→ TASK OBJECTIVE:
Reproduce every one of the following entries line for line, without changing a character.

→ INPUT RECORDS:
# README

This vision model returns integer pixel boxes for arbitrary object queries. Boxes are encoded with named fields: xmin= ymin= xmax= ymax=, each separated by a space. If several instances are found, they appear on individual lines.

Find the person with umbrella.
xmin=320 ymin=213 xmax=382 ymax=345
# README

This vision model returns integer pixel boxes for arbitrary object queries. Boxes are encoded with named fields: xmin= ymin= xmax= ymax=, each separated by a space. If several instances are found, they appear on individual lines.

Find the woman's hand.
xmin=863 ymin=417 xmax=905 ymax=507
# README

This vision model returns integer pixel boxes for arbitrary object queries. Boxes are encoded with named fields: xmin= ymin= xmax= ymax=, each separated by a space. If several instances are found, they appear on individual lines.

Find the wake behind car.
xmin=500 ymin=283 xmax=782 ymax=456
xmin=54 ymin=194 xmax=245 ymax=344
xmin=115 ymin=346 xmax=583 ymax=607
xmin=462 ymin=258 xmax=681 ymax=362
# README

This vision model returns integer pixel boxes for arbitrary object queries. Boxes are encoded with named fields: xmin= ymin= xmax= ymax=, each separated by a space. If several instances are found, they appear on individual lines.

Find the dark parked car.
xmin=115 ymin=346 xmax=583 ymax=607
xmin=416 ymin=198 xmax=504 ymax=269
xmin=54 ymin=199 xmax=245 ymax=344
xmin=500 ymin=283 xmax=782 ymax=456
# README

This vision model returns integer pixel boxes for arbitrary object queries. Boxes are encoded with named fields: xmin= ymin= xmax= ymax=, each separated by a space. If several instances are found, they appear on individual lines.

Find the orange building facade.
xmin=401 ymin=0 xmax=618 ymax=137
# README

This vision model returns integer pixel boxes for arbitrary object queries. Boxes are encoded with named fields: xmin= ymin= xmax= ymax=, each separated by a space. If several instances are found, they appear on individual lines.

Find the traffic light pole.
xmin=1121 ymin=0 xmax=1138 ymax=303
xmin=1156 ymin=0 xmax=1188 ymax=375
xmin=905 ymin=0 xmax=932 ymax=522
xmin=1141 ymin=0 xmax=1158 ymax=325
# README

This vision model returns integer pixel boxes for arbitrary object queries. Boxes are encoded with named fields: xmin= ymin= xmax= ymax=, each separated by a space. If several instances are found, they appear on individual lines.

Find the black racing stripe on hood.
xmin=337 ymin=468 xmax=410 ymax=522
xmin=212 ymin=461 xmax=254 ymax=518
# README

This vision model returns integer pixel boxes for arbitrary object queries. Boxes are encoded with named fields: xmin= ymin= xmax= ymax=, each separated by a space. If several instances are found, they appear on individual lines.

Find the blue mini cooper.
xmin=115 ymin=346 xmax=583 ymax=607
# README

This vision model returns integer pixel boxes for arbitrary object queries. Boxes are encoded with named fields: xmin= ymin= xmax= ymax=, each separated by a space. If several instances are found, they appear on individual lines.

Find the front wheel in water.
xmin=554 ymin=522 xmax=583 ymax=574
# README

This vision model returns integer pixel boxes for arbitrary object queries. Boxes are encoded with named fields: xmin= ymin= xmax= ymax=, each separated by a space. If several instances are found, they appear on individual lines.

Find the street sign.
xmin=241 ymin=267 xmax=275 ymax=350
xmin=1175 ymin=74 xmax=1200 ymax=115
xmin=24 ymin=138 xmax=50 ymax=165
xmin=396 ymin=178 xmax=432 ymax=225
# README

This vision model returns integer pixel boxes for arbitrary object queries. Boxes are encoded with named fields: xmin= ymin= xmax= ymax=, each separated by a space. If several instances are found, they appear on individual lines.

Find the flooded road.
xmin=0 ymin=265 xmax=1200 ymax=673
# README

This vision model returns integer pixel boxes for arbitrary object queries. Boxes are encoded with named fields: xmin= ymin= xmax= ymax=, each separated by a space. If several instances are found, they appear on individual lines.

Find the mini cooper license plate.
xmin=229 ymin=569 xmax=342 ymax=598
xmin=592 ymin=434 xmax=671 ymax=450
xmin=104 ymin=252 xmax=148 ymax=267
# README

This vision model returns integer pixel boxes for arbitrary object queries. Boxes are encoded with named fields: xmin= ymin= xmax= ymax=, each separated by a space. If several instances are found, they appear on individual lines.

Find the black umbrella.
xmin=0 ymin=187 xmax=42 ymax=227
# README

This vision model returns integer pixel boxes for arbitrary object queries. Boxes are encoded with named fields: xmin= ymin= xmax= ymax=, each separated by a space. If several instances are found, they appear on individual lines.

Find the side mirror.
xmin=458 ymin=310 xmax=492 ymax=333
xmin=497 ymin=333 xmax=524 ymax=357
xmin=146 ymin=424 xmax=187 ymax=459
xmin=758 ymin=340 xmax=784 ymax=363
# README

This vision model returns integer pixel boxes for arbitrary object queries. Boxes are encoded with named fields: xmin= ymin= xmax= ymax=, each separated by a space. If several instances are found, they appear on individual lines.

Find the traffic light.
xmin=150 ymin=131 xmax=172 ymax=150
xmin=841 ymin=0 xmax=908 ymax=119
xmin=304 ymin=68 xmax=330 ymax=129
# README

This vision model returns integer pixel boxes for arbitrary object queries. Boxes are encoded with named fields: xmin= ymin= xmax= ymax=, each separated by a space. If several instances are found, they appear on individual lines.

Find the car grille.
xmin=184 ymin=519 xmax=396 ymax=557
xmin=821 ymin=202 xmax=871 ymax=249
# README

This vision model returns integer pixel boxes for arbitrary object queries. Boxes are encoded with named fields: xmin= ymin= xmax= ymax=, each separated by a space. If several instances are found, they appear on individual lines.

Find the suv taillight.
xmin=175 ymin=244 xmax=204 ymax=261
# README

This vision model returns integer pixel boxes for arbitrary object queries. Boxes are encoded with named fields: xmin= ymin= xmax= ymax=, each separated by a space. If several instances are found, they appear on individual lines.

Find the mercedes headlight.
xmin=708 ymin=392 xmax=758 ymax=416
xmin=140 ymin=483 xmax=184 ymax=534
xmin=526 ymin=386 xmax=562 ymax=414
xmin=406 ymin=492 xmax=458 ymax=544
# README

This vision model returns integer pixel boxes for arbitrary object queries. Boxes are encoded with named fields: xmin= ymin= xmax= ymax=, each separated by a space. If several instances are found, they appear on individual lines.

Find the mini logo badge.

→ TASK RESULT:
# README

This vision model returns integer pixel boxes for arbitrary object queries. Boxes are encoded with named fields: xmin= ymin= xmax= ymax=, each separated by a space. If several instances are found, they appear on individual lines.

Find the person with umbrella.
xmin=320 ymin=213 xmax=382 ymax=345
# README

This vision model returns integer pixel boxes for arbitrary object queries. Boxes are encoded with named fields: xmin= ymin= xmax= ymax=, each separated by a space. If several instances are found, they appear on individual lines.

Find the woman's hand.
xmin=863 ymin=417 xmax=905 ymax=507
# README

This vision model returns integer pixel boxes for arbitrary object queries. Boxes are encoded with named fields: xmin= ymin= xmax= ymax=, each separated by a space. If several instances are found, they appear on individual lines.

Find the wake behind car.
xmin=500 ymin=283 xmax=782 ymax=456
xmin=54 ymin=194 xmax=245 ymax=344
xmin=115 ymin=346 xmax=583 ymax=607
xmin=462 ymin=258 xmax=681 ymax=362
# README

This vision model returns integer pixel boxes for arbitrary object queries. Boxes are encoded with named fields: xmin= ymin= xmax= ymax=, each separated by a space. If several instances are found, they appear on individual lines.

Find the dark parked car.
xmin=115 ymin=346 xmax=583 ymax=607
xmin=416 ymin=198 xmax=504 ymax=269
xmin=54 ymin=199 xmax=245 ymax=344
xmin=500 ymin=283 xmax=782 ymax=456
# README

This vision model returns integer pixel boxes for arbitrary object queries. Boxes are encoded with named fields: xmin= ymin= xmax= ymax=, each separated by a space. If several instances are found, they appear on individual lines.

Find the orange building facade.
xmin=401 ymin=0 xmax=618 ymax=137
# README

This vision model returns integer pixel boxes for arbitrary object queries. Boxes are encoded with named fields: xmin= ymin= xmax= ymax=, each separated by a space. If several instances are found, they appear on individual lines.

Find the traffic light pole.
xmin=1121 ymin=0 xmax=1138 ymax=303
xmin=1156 ymin=0 xmax=1188 ymax=375
xmin=905 ymin=0 xmax=932 ymax=522
xmin=1141 ymin=0 xmax=1158 ymax=325
# README

This vision model returns integer pixel boxes for arbitrary object queries. Boxes are encoded with named fields: xmin= ymin= xmax= ymax=, each separated by a space. If several instances are found, they appear on individual lines.

Find the black racing stripe on hood.
xmin=337 ymin=468 xmax=410 ymax=522
xmin=212 ymin=461 xmax=254 ymax=518
# README

This vision model returns integer pixel boxes for arbitrary object queries. Boxes are encoded with named fields: xmin= ymin= xmax= ymax=, each separated by a space. If several instances are found, they appear on individual lines.

Find the blue mini cooper.
xmin=115 ymin=346 xmax=583 ymax=607
# README

This vision model returns integer pixel boxes for arbitrary object queries. Boxes are encoded with named fields: xmin= ymin= xmax= ymax=, each separated by a space. If several instances are found, they appear on individual lines.

Find the front wheel in water.
xmin=554 ymin=522 xmax=583 ymax=574
# README

This vision model returns integer pixel boxes for arbitrary object queries. Boxes are encoded with named fields: xmin= ymin= xmax= ymax=, each separated by a space. If several instances are found, they appear on individual lines.

Find the street sign.
xmin=241 ymin=267 xmax=275 ymax=350
xmin=1175 ymin=74 xmax=1200 ymax=115
xmin=24 ymin=138 xmax=50 ymax=165
xmin=396 ymin=178 xmax=432 ymax=225
# README

This vision model returns integer pixel boxes for arbitrary object queries. Boxes are encoded with named fields: xmin= ymin= xmax= ymax=, each separated by a space. If several instances are found, they appear on individual lines.

Find the flooded road.
xmin=0 ymin=265 xmax=1200 ymax=673
# README

This vision model returns integer pixel boxes for arbitrary object queries. Boxes are encoded with named fields: xmin= ymin= xmax= ymax=, each separated by a space. If several instances are found, they appear on individual lines.

Find the mini cooper license plate.
xmin=229 ymin=569 xmax=342 ymax=598
xmin=592 ymin=434 xmax=671 ymax=450
xmin=104 ymin=252 xmax=148 ymax=267
# README

This vision model returns integer pixel boxes for arbitrary object queries. Boxes are encoded with named fields: xmin= ymin= xmax= ymax=, each separated by a space. If several instances are found, they appear on individual lines.

Find the black umbrella.
xmin=0 ymin=187 xmax=42 ymax=227
# README

This vision model returns integer pixel boxes for arbitrary object queries. Boxes are encoded with named fields: xmin= ymin= xmax= ymax=, each separated by a space. If several instances are found, they appear on individual lines.

Find the side mirror.
xmin=458 ymin=310 xmax=492 ymax=333
xmin=497 ymin=333 xmax=524 ymax=357
xmin=146 ymin=424 xmax=187 ymax=459
xmin=758 ymin=340 xmax=784 ymax=363
# README

This vision model returns integer pixel boxes for arbitrary object queries. Boxes are encoded with named fields: xmin= ymin= xmax= ymax=, each separated by a space. If several instances are found, they appear on individual lines.

Find the traffic light.
xmin=150 ymin=131 xmax=172 ymax=150
xmin=841 ymin=0 xmax=908 ymax=119
xmin=304 ymin=68 xmax=330 ymax=129
# README

This vision model returns integer pixel boxes for arbitrary object queries. Boxes are encoded with named fields: xmin= ymin= xmax= ymax=, each separated by a space. If several instances are found, they appear on individual lines.

Find the car grille.
xmin=184 ymin=519 xmax=396 ymax=557
xmin=821 ymin=202 xmax=871 ymax=249
# README

This vision model returns integer pixel boxes for arbitrary object queries. Boxes are encoded with named fields: xmin= ymin= xmax= ymax=, each separated by a space. If several instances are found, they appear on individual lines.

Find the suv taillight.
xmin=175 ymin=244 xmax=204 ymax=261
# README

This vision model returns integer pixel boxes for arbitrary object queries. Boxes are encoded with named fields: xmin= ymin= xmax= ymax=, each separated by a space. If several instances are found, they appear on individual lines.

Find the mercedes headlight.
xmin=708 ymin=392 xmax=758 ymax=416
xmin=140 ymin=483 xmax=184 ymax=534
xmin=526 ymin=386 xmax=562 ymax=414
xmin=406 ymin=492 xmax=458 ymax=544
# README

This vision model returns integer pixel boxes for arbitrary object queries. Boxes are encoded with named fields: xmin= ymin= xmax= ymax=, each separated by a space. If several instances are found, they appear on individual lines.

Find the mini logo badge.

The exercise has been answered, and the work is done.